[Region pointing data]
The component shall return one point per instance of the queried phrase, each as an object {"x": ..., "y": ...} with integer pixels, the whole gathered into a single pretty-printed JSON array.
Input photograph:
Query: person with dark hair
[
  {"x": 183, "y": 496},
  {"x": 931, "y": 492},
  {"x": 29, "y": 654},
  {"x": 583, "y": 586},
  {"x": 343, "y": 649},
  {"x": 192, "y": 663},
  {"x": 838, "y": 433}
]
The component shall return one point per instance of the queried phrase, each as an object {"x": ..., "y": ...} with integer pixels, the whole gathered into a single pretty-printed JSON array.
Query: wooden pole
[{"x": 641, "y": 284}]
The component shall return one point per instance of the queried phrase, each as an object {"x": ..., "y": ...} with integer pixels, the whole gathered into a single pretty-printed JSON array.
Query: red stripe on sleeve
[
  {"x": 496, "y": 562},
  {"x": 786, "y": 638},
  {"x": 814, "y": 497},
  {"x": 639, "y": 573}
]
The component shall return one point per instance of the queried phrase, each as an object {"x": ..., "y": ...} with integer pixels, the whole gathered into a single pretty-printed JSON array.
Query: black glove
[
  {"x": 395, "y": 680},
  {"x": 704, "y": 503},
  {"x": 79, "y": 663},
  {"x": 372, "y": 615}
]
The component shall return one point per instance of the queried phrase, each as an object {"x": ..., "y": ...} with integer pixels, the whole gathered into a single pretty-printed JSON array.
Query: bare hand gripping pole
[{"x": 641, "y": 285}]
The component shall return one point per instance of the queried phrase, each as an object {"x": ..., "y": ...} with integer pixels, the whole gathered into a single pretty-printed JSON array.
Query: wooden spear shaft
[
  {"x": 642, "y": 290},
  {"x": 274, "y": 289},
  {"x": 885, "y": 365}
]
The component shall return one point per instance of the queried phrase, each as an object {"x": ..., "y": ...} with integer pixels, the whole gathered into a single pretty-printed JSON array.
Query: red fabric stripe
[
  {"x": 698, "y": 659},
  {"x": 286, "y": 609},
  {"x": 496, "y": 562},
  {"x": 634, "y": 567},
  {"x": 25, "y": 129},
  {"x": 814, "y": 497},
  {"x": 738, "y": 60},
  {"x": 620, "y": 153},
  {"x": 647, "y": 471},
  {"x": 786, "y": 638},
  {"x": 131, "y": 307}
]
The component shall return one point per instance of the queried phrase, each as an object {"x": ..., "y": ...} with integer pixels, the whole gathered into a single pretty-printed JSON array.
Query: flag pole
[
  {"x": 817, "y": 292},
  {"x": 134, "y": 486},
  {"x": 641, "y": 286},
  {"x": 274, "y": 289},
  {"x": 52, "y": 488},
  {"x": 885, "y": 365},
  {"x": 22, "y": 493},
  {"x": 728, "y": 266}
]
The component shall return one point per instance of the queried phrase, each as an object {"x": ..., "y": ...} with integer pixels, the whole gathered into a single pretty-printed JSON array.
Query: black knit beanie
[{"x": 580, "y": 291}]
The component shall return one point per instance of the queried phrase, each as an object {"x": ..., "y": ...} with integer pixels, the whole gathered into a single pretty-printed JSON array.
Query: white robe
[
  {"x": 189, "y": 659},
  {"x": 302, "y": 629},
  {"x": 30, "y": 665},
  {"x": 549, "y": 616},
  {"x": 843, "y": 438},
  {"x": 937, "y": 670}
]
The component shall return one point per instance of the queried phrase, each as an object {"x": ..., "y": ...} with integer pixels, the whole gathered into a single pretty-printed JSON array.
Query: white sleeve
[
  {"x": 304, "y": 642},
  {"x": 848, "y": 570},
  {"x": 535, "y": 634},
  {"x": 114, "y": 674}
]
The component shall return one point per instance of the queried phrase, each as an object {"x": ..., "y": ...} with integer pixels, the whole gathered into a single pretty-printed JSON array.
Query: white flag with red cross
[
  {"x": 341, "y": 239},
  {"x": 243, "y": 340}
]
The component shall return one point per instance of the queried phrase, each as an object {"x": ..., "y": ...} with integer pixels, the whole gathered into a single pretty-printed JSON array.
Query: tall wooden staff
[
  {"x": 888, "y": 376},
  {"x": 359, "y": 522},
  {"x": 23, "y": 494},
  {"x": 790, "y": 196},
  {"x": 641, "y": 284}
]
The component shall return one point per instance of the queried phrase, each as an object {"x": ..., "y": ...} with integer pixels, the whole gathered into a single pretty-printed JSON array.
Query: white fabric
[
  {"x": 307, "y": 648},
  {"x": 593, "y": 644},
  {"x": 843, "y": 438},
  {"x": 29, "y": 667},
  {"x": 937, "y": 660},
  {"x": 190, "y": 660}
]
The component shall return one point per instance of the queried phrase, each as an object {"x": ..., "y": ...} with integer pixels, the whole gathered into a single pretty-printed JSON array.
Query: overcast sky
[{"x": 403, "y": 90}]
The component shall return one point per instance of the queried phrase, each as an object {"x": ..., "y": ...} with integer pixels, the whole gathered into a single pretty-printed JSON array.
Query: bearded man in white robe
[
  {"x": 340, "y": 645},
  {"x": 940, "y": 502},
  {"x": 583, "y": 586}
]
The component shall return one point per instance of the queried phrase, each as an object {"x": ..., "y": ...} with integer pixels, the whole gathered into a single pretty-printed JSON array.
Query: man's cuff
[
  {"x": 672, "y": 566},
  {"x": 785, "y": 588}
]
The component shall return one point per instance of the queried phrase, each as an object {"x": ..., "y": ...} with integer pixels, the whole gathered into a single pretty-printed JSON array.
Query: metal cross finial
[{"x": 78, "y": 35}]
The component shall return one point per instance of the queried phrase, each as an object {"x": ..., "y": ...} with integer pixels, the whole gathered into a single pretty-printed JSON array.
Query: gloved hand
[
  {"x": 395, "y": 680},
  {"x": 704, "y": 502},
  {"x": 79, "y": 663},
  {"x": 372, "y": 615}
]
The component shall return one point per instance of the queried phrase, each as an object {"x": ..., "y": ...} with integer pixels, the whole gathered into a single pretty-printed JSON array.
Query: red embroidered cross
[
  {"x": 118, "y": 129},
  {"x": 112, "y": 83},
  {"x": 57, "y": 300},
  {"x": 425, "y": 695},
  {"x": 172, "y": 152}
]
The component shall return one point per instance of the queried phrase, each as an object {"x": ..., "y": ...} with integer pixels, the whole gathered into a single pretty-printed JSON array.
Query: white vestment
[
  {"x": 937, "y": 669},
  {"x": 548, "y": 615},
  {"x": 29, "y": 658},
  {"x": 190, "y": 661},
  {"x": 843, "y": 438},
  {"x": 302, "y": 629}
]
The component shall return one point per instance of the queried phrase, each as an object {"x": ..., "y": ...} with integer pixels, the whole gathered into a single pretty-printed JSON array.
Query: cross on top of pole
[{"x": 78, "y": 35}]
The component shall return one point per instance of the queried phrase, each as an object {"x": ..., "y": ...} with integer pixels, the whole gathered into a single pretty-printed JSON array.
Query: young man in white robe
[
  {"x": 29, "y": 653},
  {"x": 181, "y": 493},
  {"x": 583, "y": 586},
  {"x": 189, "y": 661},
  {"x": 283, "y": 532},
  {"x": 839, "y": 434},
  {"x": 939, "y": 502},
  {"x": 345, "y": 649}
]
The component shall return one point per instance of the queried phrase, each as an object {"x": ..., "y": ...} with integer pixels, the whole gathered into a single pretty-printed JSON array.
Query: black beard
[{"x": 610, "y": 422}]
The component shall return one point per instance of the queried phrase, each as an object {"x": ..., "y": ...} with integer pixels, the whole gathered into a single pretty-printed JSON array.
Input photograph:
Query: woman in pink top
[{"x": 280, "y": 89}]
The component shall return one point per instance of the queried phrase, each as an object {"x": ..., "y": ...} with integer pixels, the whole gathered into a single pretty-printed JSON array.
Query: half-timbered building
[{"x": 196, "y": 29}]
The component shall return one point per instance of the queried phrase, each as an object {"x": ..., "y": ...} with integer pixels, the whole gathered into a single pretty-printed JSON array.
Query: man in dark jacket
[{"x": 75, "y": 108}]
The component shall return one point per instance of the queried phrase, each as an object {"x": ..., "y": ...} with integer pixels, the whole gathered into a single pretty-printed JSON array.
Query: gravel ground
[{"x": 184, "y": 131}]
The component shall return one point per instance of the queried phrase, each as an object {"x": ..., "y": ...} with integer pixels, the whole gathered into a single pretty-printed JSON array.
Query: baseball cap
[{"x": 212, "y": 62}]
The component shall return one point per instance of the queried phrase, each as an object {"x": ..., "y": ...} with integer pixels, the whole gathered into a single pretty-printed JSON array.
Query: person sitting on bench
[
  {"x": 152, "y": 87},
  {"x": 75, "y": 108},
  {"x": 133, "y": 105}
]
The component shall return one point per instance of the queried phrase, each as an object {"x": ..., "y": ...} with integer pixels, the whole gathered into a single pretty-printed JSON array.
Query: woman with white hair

## BRIEF
What is needed is an exact copy of the lines from the one containing "Query: person sitting on bench" through the last line of the records above, both included.

## ANSWER TO THIS EXERCISE
Query: person sitting on bench
[
  {"x": 152, "y": 87},
  {"x": 75, "y": 108},
  {"x": 133, "y": 105}
]
The component shall return one point per instance of the queried phrase, each as an object {"x": ..., "y": ...} with integer pixels, the whole gathered into a single pretty-printed JSON array.
Query: woman with white hair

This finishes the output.